The book emphasizes how much better this diet will make you feel.  Since "feeling good" is subjective, it's hard for me to say.  I definitely felt better, some of the time, but other times I was pretty miserable.  Also, I changed a lot of other habits, like I woke up earlier, worked out, and went to bed earlier.  Did I feel better because of the working out and sleeping, or because of the diet?  Maybe a little from both columns.

Lessons Learned:
1.  I can sleep when I'm hungry
2.  Healthy food can be good, but it requires a different palate and significant seasoning
3.  Unsalted almonds are money for snacking
4.  Part of life's pleasures is in the food
5.  This was a very quick way to lose weight and I'm very glad I did it

Point 4 above is really coming into play now.  I'll see something that I want to eat, like ribs or brownies or whatever, and my first thought will be "I shouldn't".  But then, what kind of life do I want to live where I don't get to eat these foods?  If it means that I gain 20 lbs each year and I have to do a 3-week cleanse annually to maintain my weight, then so be it.  I'm not giving up my ribs and brownies!  Everything in moderation, of course.

GIVEN DATA:
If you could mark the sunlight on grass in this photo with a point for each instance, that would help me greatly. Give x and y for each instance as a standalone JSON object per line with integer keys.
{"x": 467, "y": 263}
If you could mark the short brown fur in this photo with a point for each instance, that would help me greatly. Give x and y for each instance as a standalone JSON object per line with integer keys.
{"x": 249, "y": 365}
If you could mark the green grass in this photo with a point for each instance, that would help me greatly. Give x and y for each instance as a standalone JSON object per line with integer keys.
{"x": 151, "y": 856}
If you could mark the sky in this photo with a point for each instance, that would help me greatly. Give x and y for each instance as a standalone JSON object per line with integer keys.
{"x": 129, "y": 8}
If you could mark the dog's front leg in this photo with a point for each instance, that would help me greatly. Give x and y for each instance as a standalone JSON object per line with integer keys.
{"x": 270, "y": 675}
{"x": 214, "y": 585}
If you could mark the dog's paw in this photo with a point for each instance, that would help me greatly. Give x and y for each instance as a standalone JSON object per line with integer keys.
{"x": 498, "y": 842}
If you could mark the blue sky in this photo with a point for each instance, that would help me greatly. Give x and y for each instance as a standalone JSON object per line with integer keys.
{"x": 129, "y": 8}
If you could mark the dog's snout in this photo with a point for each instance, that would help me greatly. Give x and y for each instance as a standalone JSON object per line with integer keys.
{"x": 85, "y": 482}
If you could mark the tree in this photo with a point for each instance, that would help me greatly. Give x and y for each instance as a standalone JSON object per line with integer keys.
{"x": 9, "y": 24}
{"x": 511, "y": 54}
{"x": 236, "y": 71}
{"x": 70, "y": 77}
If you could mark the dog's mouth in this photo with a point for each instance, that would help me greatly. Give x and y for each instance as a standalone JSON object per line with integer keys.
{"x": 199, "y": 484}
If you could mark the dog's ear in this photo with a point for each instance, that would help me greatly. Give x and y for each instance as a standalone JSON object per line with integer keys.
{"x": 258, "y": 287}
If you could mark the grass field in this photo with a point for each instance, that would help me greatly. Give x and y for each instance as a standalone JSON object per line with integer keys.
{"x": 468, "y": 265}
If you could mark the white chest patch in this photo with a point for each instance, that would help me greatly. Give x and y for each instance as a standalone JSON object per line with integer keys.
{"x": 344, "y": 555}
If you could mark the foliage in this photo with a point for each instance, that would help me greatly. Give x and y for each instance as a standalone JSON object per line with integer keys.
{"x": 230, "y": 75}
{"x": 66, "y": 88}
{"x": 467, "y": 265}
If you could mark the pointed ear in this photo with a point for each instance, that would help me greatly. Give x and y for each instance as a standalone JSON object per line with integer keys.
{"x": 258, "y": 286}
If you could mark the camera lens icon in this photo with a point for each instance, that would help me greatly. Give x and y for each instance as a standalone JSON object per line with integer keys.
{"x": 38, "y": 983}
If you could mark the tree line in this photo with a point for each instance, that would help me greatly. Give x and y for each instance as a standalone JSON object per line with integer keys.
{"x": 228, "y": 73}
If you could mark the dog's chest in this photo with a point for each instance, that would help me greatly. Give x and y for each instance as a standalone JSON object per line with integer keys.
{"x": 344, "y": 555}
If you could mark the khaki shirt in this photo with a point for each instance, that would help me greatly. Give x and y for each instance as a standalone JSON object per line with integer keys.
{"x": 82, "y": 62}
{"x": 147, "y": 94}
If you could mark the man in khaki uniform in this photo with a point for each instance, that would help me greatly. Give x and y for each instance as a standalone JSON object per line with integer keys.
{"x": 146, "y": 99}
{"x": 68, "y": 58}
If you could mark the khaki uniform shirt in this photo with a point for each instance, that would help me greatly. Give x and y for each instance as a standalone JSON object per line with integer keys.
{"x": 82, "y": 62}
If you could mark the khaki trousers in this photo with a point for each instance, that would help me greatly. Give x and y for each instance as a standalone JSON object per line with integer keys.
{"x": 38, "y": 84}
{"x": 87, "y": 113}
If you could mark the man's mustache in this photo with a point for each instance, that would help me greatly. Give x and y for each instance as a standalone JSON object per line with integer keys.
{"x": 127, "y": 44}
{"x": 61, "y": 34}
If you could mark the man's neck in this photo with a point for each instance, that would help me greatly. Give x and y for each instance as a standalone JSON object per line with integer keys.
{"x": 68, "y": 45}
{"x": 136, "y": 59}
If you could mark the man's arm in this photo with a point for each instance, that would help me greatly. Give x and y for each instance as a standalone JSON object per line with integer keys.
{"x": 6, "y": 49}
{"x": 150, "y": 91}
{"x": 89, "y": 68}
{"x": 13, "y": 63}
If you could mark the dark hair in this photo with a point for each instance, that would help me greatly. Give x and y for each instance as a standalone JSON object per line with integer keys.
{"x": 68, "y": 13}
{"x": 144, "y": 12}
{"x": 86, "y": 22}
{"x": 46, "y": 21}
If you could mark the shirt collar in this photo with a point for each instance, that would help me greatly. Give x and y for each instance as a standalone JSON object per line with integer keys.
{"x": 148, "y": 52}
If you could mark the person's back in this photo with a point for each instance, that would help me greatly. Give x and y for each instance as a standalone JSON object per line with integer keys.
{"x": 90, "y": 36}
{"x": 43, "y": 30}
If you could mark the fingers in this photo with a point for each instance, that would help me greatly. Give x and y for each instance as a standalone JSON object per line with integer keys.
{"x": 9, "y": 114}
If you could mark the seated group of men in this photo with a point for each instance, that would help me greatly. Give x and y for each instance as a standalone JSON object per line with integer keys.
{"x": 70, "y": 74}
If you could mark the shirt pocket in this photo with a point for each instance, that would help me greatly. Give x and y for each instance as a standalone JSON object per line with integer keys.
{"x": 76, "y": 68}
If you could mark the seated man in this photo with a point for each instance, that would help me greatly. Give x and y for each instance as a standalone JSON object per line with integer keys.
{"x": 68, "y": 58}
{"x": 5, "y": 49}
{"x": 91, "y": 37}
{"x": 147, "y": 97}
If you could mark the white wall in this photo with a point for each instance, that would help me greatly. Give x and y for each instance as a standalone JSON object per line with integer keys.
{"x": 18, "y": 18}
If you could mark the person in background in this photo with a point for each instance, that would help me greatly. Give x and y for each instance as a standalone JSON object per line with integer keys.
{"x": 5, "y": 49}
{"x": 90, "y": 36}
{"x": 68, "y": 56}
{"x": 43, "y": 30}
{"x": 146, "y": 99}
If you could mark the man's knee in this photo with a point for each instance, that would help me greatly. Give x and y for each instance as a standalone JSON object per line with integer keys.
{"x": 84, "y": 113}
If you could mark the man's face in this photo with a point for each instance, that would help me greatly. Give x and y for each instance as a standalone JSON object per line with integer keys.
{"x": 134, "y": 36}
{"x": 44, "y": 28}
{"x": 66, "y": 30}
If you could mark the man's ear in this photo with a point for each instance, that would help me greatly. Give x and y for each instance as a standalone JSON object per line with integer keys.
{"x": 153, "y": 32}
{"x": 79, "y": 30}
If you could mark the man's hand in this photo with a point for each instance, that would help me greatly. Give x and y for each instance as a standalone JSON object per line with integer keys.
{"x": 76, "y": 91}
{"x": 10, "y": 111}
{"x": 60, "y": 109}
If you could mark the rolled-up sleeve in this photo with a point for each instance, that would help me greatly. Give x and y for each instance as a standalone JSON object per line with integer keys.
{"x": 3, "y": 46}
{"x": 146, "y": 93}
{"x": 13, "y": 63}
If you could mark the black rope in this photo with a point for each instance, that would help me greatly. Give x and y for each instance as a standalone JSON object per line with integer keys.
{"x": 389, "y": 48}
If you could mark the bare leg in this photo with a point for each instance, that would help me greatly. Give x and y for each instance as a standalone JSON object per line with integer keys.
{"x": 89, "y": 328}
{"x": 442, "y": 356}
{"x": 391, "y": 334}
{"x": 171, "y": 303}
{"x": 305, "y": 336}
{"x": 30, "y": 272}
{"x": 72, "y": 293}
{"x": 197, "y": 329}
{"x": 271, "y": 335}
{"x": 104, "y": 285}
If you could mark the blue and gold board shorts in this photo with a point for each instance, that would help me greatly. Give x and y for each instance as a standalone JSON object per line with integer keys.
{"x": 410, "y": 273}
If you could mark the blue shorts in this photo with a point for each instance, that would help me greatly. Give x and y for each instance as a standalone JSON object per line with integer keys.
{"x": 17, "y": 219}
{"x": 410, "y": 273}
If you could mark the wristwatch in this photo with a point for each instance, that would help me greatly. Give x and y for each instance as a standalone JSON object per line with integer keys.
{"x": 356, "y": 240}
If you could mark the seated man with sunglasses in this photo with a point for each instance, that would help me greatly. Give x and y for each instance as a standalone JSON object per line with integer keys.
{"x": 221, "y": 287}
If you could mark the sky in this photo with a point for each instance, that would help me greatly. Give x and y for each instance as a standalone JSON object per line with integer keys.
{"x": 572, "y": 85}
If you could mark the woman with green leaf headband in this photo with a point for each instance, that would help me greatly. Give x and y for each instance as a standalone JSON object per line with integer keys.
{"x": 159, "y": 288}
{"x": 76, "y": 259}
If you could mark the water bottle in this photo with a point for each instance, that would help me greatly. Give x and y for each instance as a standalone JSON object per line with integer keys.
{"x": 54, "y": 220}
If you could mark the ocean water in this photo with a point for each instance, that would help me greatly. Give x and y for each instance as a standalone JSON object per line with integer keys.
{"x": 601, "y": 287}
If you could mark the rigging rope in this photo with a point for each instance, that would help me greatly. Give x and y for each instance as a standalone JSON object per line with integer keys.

WORK INSTRUCTIONS:
1 - In the passage about the diet, which snack does the writer call "money for snacking"?
2 - Summarize the passage about the diet in two sentences.
3 - Translate this sentence from the passage about the diet into Spanish: "Also, I changed a lot of other habits, like I woke up earlier, worked out, and went to bed earlier."

ANSWERS GIVEN:
1 - Unsalted almonds.

2 - While on the diet, the writer felt better some of the time and miserable at other times, but also started waking up earlier, working out, and going to bed earlier, so the improvement may have come from both the diet and the other habits. Among the lessons learned is that part of life's pleasures is in the food, and the writer refuses to give up foods like ribs and brownies, even if that means gaining 20 lbs each year and doing a 3-week cleanse annually, while still eating everything in moderation.

3 - Además, cambié muchos otros hábitos: me levantaba más temprano, hacía ejercicio y me acostaba más temprano.